(Passage given)
Keeping a lid on government borrowing costs is likely to be an additional reason for maintaining low interest rates and continuing QE programmes. Doing this even as inflation picks up would count as financial repression — a more subtle method than direct taxation to direct private sector funds towards the government.
This may feel like a departure from the mandates we are used to from central banks, but the crisis response suggests that finance ministries and central banks now work in tandem to a greater degree than before.
Another form of financial repression involves pressuring or incentivising domestic financial institutions to hold more government bonds, even if the primary or stated rationale for this could relate to macroprudential policy. In Europe, banks holding domestic debt has long been a subject of debate. But Vistesen says: “This idea that it’s a doom loop when a eurozone bank buys a sovereign bond in its own country: that’s just old-fashioned thinking, because who else is going to buy them.”
Financial repression is likely to come on to the agenda quicker, or more starkly, where inflation rises more quickly or where the debt position looks shakier.
“The countries with the worst debt positions might resort to that quite quickly, especially some of the emerging markets countries where they’ve got the infrastructure for that essentially already set up,” says Vicky Redwood, senior economic adviser at Capital Economics in London.
“But if equilibrium interest rates start to rise further ahead… we could see a more widespread resort to financial repression and measures to try to keep bond yields and government borrowing costs artificially low.”
Tolerating high debt levels and then if necessary using financial repression might sound like a risky venture for any one individual country, but with many advanced economies in similar predicaments, there is safety in numbers for the time being.
This safety even extends to southern European countries, and even in the absence of a more ambitious EU fiscal union. Christine Lagarde, president of the European Central Bank, caused a ruckus in March when she said it was not the bank’s role to “close the spread” in borrowing costs between member states, but in practice it has done just that.

(Directions)
1) Scale the rows from the one containing "The metadata for the image above tags the arched" through the one containing "301 121 321 166", both included, and repeat every line in that span, request included, with each bounding-box coordinate in the answers multiplied by 1.8 and rounded to a whole number, halves rounding up.
2) Extend the passage on financial repression by writing what comes next, starting after its final sentence.
The passage on financial repression and the rows after it come from unrelated sources.

(Extracted entries)

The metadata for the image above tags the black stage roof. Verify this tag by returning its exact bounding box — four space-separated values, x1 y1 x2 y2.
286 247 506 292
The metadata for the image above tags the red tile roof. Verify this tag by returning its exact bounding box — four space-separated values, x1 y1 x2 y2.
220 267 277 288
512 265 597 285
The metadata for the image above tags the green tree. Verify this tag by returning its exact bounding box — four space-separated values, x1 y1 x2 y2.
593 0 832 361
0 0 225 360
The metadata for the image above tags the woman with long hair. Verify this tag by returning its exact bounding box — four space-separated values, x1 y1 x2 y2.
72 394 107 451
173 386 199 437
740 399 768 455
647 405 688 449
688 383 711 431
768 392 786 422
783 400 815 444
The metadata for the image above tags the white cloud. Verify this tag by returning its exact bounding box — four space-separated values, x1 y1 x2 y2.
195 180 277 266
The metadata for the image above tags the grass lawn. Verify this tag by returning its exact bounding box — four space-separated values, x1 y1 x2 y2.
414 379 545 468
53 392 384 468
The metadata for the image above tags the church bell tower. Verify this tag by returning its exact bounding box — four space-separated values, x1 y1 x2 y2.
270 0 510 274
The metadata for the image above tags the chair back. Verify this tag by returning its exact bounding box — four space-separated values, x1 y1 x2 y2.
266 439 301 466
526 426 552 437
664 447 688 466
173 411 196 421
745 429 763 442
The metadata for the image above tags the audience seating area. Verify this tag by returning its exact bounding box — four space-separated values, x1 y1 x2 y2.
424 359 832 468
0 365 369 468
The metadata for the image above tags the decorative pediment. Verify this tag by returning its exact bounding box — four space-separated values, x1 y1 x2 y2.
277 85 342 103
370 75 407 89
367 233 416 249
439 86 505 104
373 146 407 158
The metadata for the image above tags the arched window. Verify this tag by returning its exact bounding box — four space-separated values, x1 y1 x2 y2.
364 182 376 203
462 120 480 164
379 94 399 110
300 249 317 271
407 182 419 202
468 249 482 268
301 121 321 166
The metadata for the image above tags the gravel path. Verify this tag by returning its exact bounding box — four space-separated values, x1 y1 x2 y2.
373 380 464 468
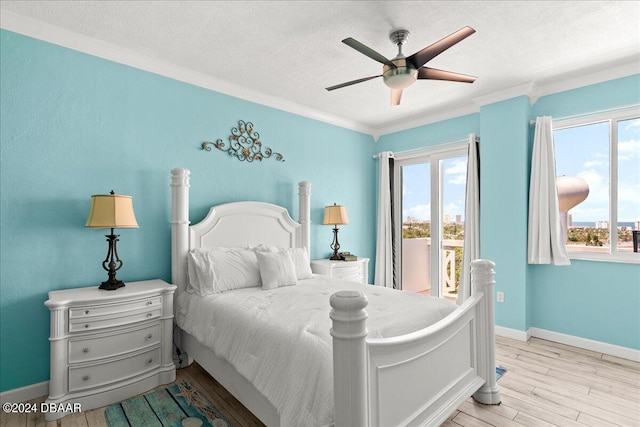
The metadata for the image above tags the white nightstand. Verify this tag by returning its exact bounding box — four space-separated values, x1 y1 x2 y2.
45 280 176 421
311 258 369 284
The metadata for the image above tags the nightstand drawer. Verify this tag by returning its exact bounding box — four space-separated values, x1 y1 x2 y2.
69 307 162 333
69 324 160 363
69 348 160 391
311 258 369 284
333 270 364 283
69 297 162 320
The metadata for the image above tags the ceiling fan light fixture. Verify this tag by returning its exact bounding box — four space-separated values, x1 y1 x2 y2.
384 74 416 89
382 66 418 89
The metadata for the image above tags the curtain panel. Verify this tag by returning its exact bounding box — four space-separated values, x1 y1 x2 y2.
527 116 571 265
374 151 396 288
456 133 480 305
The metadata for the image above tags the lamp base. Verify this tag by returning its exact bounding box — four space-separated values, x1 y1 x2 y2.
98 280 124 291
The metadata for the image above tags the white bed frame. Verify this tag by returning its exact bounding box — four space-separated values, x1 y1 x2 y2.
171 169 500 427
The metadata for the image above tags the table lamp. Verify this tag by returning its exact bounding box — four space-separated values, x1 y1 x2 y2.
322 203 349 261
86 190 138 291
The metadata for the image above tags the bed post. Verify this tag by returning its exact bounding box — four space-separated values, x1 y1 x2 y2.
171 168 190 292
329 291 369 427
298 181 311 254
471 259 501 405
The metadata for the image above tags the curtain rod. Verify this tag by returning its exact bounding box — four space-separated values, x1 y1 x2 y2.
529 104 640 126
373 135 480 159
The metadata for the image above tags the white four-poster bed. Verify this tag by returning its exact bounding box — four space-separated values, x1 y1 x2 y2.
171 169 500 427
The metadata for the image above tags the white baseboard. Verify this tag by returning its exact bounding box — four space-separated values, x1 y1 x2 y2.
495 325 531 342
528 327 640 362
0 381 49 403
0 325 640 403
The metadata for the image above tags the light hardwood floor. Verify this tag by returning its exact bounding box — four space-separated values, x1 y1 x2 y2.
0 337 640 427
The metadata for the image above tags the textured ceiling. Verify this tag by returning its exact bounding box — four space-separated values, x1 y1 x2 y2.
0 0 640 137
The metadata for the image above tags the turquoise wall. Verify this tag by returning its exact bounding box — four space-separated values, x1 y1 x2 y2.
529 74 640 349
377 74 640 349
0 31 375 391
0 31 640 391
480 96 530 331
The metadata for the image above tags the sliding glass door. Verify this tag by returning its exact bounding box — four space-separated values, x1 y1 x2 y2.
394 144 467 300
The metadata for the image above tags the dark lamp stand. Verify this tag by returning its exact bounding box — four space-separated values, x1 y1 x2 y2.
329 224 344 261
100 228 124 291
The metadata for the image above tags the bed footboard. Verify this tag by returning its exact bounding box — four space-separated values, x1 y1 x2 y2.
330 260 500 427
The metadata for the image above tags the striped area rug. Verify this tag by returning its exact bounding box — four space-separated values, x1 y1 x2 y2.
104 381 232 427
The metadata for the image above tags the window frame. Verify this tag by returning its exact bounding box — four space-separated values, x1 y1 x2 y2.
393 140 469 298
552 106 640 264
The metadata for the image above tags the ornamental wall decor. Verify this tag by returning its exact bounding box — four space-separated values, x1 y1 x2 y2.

==

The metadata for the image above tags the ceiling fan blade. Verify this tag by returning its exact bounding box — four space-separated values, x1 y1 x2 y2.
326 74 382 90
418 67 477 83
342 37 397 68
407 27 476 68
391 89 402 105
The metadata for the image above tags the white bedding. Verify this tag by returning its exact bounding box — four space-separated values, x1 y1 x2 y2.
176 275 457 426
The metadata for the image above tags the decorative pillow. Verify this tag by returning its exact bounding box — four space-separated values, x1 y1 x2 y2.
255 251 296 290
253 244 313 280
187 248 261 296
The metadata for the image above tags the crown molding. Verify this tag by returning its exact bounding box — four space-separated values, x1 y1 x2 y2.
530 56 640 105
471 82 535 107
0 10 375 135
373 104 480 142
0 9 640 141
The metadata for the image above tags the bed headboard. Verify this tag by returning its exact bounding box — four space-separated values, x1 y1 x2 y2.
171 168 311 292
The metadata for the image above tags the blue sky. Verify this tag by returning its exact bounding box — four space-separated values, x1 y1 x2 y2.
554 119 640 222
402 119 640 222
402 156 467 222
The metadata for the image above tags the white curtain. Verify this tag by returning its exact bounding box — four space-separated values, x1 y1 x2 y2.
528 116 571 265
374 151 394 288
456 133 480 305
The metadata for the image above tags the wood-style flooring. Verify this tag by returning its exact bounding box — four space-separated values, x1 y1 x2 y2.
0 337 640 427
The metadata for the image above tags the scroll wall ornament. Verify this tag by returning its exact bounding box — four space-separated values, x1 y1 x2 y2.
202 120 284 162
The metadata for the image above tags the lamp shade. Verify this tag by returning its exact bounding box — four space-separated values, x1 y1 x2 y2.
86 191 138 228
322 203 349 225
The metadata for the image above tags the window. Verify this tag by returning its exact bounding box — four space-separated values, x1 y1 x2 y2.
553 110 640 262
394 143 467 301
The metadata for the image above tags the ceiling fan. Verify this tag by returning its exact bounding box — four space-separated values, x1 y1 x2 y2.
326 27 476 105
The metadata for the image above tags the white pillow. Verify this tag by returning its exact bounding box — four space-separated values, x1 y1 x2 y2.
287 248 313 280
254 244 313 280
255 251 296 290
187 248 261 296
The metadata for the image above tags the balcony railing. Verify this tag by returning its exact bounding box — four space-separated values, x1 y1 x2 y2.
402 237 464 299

==

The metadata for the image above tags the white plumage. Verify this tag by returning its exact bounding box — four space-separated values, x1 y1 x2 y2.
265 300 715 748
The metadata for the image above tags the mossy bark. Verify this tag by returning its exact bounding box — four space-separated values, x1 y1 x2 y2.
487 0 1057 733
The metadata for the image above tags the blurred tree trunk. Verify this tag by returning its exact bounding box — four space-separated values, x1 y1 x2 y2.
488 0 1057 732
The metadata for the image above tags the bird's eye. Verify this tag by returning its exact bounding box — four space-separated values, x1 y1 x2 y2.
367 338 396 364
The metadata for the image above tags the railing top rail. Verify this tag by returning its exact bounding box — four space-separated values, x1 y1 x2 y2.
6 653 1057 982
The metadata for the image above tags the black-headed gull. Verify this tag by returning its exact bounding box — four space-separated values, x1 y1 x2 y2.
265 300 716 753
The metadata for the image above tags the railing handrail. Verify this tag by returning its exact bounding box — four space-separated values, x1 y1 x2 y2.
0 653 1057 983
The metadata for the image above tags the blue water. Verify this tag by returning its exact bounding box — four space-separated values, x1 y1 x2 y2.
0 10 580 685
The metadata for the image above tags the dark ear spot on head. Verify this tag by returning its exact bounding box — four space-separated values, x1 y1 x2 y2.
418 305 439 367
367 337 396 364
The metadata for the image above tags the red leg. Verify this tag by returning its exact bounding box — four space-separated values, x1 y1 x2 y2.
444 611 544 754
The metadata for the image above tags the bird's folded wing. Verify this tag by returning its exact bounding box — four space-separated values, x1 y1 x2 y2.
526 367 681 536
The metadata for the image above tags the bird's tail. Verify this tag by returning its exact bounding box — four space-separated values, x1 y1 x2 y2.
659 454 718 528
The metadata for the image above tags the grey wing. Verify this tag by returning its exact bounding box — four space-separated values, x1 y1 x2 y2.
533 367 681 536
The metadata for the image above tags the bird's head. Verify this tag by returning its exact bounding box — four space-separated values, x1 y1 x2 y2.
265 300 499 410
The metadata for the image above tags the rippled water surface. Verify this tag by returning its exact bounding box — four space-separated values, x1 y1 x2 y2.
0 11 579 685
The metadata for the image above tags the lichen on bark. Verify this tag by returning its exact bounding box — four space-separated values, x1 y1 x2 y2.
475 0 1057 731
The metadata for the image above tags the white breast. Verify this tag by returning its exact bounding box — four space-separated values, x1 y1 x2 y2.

(Answers provided)
1)
The metadata for the image above tags the arched window. Verify this tag by returning its exact bounding box — four space-separated values, x1 y1 x2 y2.
655 328 677 365
832 216 864 295
682 169 718 198
540 448 571 488
733 328 754 364
842 448 868 482
542 218 578 299

2)
“The ECB has now nailed its colours to the mast on this,” says Vistesen. “In an environment where BTP yields for example blow out, they just can’t sit back.”
The bigger risk for Italy’s borrowing costs is a domestic political one: if politicians decided to leave the eurozone, the ECB could not help it anymore.
The bond vigilantes have been defanged. In fact, the government bond market may be leaving some of them behind. While there are a number of reasons why different financial institutions look to hold govvies, two developments make them less appealing now.
Firstly, when rates are so low the bonds provide little yield. This means any reward has to come from an appreciation in their price — and there is considerable downside risk if interest rates do rise after all. Second, central bank manoeuvres are often positive or negative for all of rates, credit and equities at the same time, meaning that government bonds lose their utility as a hedge.
Villarroel reckons private investors will likely disengage with government bonds somewhat. Mohammed Kazmi, portfolio manager at Union Bancaire Privée in London, says that for absolute return portfolios, “you have to be a little more nimble, agile, flexible and liquid in the way you manage your funds.”
Outside of the investment sector, what this crisis has revealed and brought about presents other issues for officials to consider in relation to government debt.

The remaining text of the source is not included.